**Data supplied:**
────────────────────────────────────────
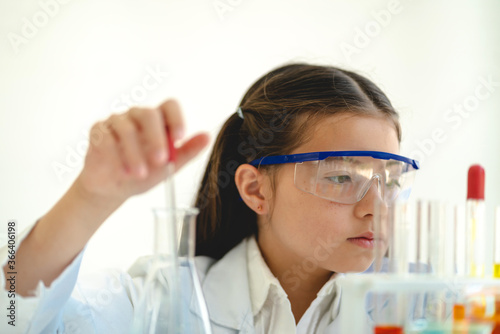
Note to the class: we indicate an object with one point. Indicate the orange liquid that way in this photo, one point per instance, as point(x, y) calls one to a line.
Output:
point(388, 330)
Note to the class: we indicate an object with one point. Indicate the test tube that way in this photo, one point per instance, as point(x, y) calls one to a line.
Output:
point(496, 245)
point(475, 211)
point(460, 241)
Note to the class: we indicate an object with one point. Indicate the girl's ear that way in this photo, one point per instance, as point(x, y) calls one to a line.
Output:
point(253, 188)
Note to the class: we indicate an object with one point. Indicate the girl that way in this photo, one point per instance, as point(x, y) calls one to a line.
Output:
point(286, 205)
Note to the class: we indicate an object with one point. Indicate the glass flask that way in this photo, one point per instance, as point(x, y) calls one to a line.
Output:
point(172, 300)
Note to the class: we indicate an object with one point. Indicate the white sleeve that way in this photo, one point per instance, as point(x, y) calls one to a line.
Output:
point(97, 303)
point(40, 313)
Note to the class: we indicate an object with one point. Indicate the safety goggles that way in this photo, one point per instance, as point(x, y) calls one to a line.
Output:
point(346, 176)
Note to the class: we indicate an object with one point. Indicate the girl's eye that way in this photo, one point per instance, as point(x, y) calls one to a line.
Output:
point(339, 179)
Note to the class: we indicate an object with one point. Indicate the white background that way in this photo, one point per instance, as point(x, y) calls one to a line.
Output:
point(428, 56)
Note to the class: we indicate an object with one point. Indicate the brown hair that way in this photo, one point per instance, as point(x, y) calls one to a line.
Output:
point(278, 111)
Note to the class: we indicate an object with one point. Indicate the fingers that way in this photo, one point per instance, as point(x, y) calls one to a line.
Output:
point(174, 121)
point(140, 138)
point(150, 125)
point(127, 137)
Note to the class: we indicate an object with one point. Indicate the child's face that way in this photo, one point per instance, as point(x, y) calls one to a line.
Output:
point(307, 233)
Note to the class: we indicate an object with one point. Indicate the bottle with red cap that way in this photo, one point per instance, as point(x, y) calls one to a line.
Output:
point(475, 213)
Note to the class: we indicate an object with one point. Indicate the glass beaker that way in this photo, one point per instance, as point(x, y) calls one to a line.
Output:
point(172, 300)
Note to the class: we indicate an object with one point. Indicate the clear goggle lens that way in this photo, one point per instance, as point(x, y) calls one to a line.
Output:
point(347, 179)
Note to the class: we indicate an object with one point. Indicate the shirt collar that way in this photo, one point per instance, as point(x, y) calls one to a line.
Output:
point(260, 277)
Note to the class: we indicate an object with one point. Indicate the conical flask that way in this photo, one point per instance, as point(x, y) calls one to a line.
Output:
point(172, 300)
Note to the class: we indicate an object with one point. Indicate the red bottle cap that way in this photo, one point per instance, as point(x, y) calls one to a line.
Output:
point(475, 182)
point(388, 330)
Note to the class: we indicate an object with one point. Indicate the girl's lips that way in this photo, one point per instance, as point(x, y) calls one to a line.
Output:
point(364, 240)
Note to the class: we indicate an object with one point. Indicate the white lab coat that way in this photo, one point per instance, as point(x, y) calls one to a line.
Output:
point(105, 303)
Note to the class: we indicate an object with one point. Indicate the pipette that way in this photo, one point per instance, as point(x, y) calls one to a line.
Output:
point(173, 246)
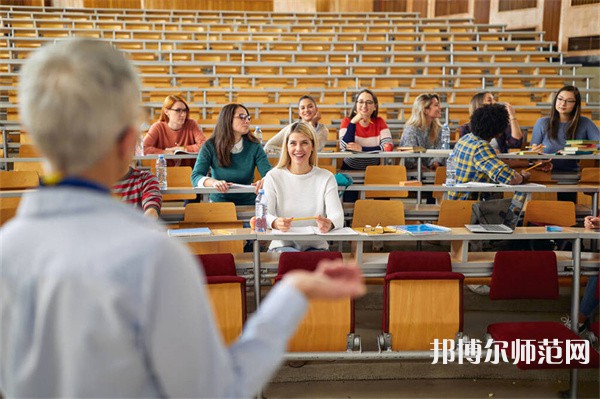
────────────────────────────────────────
**Stated problem:**
Change "photo" to "image" wherever it appears in the stretch from the start of the entries through the line containing "point(286, 205)", and give that stretch again with nothing else altered. Leave the pictures out of your answer.

**Correct response:**
Note to the class: we indicate an object with one point. Indicate the orange liquid that way in this image, one point per instance, as point(x, y) calls one to a line.
Output:
point(388, 330)
Note to the class: we indicate an object with one point. Indicate the test tube that way in this image, one point per instance, as point(x, y) calls one to a line.
Output:
point(496, 245)
point(475, 211)
point(460, 241)
Note to the class: we indicate an object with one point. Indicate the girl's ear that way in this image, one point per instance, as point(x, y) calls one to a line.
Output:
point(253, 188)
Note to the class: we indicate an object with one point. Indicate the girl that way in this image, one point per instance, as point(x, y) calls one to a line.
Output:
point(286, 205)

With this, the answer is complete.